TEXT SECTION below:

Certain scenes remain burned in my brain, whether from an actual experience, an intense nightmare (I have many vivid, detailed dreams that all too closely abut reality), or images from movies. One such cinematic memory is the notorious heart removal clip from Indiana Jones and The Temple of Doom. Perhaps it was my prodrome for studying medicine, my age, or my human rubber-necking tendency to absorb every ounce of detail that subsequently burned this recollection deep into my hippocampus. It was not hard-wired parallel to fright thankfully, but its intensity etched itself, carbon-copy style into the deep recesses of my psyche. I don’t know about you, but my memories are extremely visceral. They collect like iron fillings to a magnet on my soul. I never suppress them. They serve as my navigation system, real, evoked, stories told, or otherwise, and they become mine. I savor the emotions they spawn, perhaps somewhat masochistically. This famous heart-ripping scene not only symbolizes mortality, imbalance of power, trauma, and gross cinematography (for its era) but it epitomizes vulnerability, cloaked in miraculous beauty.
Beauty, you ask? And to that I answer a resounding…maybe. Let’s first consider the actuality of this situation. If one were in the presence of another who could literally rip a heart out, well, that is a daunting and (perhaps) unfortunate situation. One’s instincts might be to avoid this person altogether, naturally, or to somehow protect oneself from his or her power with elements like distance, averted eyes, a posse, an implement or piece of armor. For the sake of argument, let’s also say the interaction with said power is inevitable. What now? Our DNA-imprinted self-preservation spawned long before our bipedal ancestors tread the earth, and that alone was millions (like 7 million!) years ago. Our sweet minds pain to imagine that amount of time. Brain explosion if we try and perceive billions of years. Suffice it to say, living organisms live to survive, no matter what the timeframe. So, in a situation where our heart is at risk, what do we do? We guard, we fight, we run, we play dead, we seek protection in the masses, we go to battle, or we surrender. And then we are spared. Right?

End of TEXT SECTION.
ENTRIES PROVIDED below:

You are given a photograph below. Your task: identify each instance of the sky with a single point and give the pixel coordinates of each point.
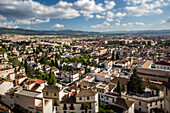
(85, 15)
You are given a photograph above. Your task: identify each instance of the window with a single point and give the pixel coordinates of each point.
(72, 107)
(55, 94)
(151, 104)
(113, 100)
(47, 93)
(166, 91)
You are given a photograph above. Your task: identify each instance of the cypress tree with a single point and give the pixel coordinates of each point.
(117, 56)
(113, 56)
(51, 78)
(135, 83)
(26, 66)
(118, 89)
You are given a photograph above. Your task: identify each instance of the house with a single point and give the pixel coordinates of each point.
(154, 72)
(31, 101)
(108, 63)
(147, 64)
(76, 102)
(5, 86)
(54, 93)
(166, 97)
(100, 77)
(7, 73)
(71, 77)
(8, 98)
(94, 70)
(153, 97)
(162, 65)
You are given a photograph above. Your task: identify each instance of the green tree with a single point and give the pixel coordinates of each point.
(135, 83)
(117, 56)
(30, 71)
(51, 78)
(113, 56)
(86, 107)
(118, 89)
(2, 50)
(26, 66)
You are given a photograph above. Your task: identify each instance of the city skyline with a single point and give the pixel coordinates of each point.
(86, 15)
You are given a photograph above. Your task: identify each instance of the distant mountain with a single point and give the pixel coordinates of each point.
(143, 31)
(77, 32)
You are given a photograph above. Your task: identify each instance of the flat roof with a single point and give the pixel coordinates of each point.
(28, 93)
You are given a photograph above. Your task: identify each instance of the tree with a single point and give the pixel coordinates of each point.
(51, 78)
(30, 71)
(118, 89)
(56, 63)
(117, 56)
(26, 66)
(113, 56)
(2, 50)
(135, 83)
(86, 106)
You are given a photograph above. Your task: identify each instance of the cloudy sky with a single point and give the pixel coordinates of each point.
(87, 15)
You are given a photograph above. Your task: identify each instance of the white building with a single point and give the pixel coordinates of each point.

End of ENTRIES PROVIDED.

→ TASK REQUIREMENTS:
Please transcribe the full essay on the Temple of Doom heart-removal scene that appears above the data, word for word.

→ OUTPUT OF THE TASK:
Certain scenes remain burned in my brain, whether from an actual experience, an intense nightmare (I have many vivid, detailed dreams that all too closely abut reality), or images from movies. One such cinematic memory is the notorious heart removal clip from Indiana Jones and The Temple of Doom. Perhaps it was my prodrome for studying medicine, my age, or my human rubber-necking tendency to absorb every ounce of detail that subsequently burned this recollection deep into my hippocampus. It was not hard-wired parallel to fright thankfully, but its intensity etched itself, carbon-copy style into the deep recesses of my psyche. I don’t know about you, but my memories are extremely visceral. They collect like iron fillings to a magnet on my soul. I never suppress them. They serve as my navigation system, real, evoked, stories told, or otherwise, and they become mine. I savor the emotions they spawn, perhaps somewhat masochistically. This famous heart-ripping scene not only symbolizes mortality, imbalance of power, trauma, and gross cinematography (for its era) but it epitomizes vulnerability, cloaked in miraculous beauty.
Beauty, you ask? And to that I answer a resounding…maybe. Let’s first consider the actuality of this situation. If one were in the presence of another who could literally rip a heart out, well, that is a daunting and (perhaps) unfortunate situation. One’s instincts might be to avoid this person altogether, naturally, or to somehow protect oneself from his or her power with elements like distance, averted eyes, a posse, an implement or piece of armor. For the sake of argument, let’s also say the interaction with said power is inevitable. What now? Our DNA-imprinted self-preservation spawned long before our bipedal ancestors tread the earth, and that alone was millions (like 7 million!) years ago. Our sweet minds pain to imagine that amount of time. Brain explosion if we try and perceive billions of years. Suffice it to say, living organisms live to survive, no matter what the timeframe. So, in a situation where our heart is at risk, what do we do? We guard, we fight, we run, we play dead, we seek protection in the masses, we go to battle, or we surrender. And then we are spared. Right?